━━━━━ AVAILABLE DATA ━━━━━

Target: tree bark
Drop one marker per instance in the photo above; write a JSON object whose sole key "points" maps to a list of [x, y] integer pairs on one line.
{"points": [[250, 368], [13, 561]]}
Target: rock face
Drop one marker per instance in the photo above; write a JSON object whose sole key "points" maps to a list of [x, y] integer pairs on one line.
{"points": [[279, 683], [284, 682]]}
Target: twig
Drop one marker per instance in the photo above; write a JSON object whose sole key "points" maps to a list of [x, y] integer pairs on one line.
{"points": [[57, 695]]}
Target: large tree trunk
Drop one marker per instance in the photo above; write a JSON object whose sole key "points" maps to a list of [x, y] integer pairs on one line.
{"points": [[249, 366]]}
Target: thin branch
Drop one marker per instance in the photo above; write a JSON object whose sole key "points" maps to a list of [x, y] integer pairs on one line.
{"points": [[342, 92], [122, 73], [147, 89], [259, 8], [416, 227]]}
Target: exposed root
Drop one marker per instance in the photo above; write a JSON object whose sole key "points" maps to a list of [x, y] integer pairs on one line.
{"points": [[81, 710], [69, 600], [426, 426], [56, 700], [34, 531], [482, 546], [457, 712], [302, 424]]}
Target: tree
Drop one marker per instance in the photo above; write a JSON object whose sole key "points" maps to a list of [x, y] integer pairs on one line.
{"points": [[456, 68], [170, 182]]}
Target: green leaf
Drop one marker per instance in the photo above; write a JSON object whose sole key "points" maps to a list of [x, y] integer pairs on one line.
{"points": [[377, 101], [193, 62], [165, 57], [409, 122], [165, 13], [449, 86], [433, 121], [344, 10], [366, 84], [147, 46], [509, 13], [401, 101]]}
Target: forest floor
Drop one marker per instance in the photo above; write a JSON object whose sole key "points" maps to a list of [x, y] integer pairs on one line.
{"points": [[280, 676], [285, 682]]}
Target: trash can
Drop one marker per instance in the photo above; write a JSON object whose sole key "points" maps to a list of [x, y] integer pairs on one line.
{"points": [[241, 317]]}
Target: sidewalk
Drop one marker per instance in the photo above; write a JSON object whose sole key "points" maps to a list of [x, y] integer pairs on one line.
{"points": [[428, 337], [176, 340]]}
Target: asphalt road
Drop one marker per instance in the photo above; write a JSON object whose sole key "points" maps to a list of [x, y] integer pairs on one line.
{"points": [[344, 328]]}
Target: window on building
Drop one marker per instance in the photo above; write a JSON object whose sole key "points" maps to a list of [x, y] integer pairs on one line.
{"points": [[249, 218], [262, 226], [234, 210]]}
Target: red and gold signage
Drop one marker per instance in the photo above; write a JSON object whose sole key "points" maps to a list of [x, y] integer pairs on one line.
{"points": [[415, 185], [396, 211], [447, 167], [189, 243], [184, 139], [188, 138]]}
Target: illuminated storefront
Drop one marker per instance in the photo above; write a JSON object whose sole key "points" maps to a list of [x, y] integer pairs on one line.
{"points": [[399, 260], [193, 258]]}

━━━━━

### EXERCISE DESCRIPTION
Please repeat all the records above exactly as they appear.

### THE RESPONSE
Target: tree bark
Drop one marker per instance in the photo above; write a JSON object whose sole key "points" maps to a list of [x, y] integer pairs on one line.
{"points": [[250, 368], [13, 561]]}
Target: rock face
Drop one marker per instance in the photo above; write a JSON object whose sole key "points" maps to a list of [x, y] integer pairs on one line.
{"points": [[279, 683], [284, 682]]}
Target: twig
Drop one marker per instance in the photo above; write a JSON object whose sole key "points" maps to a list of [x, y] integer pairs on one line.
{"points": [[57, 695]]}
Target: large tree trunk
Drop one marker per instance in the photo above; write a JSON object whose sole key "points" maps to a list of [x, y] integer pairs on one line.
{"points": [[249, 366]]}
Target: thin branch
Drop one marker per instance in the photo above; write a JSON object whose sole key "points" maps to a list of [x, y] integer pairs on one line.
{"points": [[342, 92], [122, 73], [147, 89], [259, 8], [416, 227]]}
Target: exposed root
Drop one marker per instance in the photo above; write a JSON object whose sole key "points" maps to a list of [x, y] integer pairs on one line.
{"points": [[81, 710], [69, 600], [426, 426], [56, 700], [34, 531], [482, 546], [457, 712], [302, 424]]}
Target: tree
Drop one marker per instance in the photo above; write a JSON object whose sole key "points" maps to a list of [x, y] integer pairs on one line.
{"points": [[456, 68], [170, 182]]}
Target: green leaf
Drop one marker per instance in the photo above; write a JSON object whose sole key "points" maps to a list of [x, y] integer pairs on one line.
{"points": [[377, 101], [193, 62], [165, 57], [409, 122], [165, 13], [449, 86], [433, 121], [344, 10], [366, 84], [147, 46], [509, 13], [401, 101]]}
Target: forest floor
Drop one marker per instance in the photo above; write a JSON object whose sole key "points" maps to a list of [x, y] integer pairs on one line.
{"points": [[280, 676], [285, 682]]}
Target: trash can
Drop one marker per instance in the photo above; write a JSON object whose sole key "points" maps to a list of [x, y] integer pairs on one line.
{"points": [[241, 317]]}
Target: sidewalk
Drop one marker per instance in the photo above; write a JSON object whose sole key "points" maps to a list of [x, y] integer pairs on one line.
{"points": [[428, 337], [176, 340]]}
Target: asphalt road
Drop one marker per instance in the photo above; write a JSON object whose sole key "points" maps to a list of [x, y] integer pairs on one line.
{"points": [[344, 328]]}
Target: window on building
Drop one marker per instance in the photo above; write a JSON object whose sole key "points" maps to a list of [x, y] integer pairs on one line.
{"points": [[249, 218], [262, 226], [234, 210]]}
Target: red and gold signage
Drop one marker per instance in the photo above; write a JSON object whose sole key "points" maps to a list of [x, y] integer pairs on one line.
{"points": [[415, 185], [396, 211], [447, 167], [189, 243], [184, 139], [188, 138]]}
Target: illuminated storefront
Drop one marker per instance in the photo above; write a JSON object whose sole key "points" maps to a list of [x, y] integer pairs on one line.
{"points": [[399, 260], [193, 258]]}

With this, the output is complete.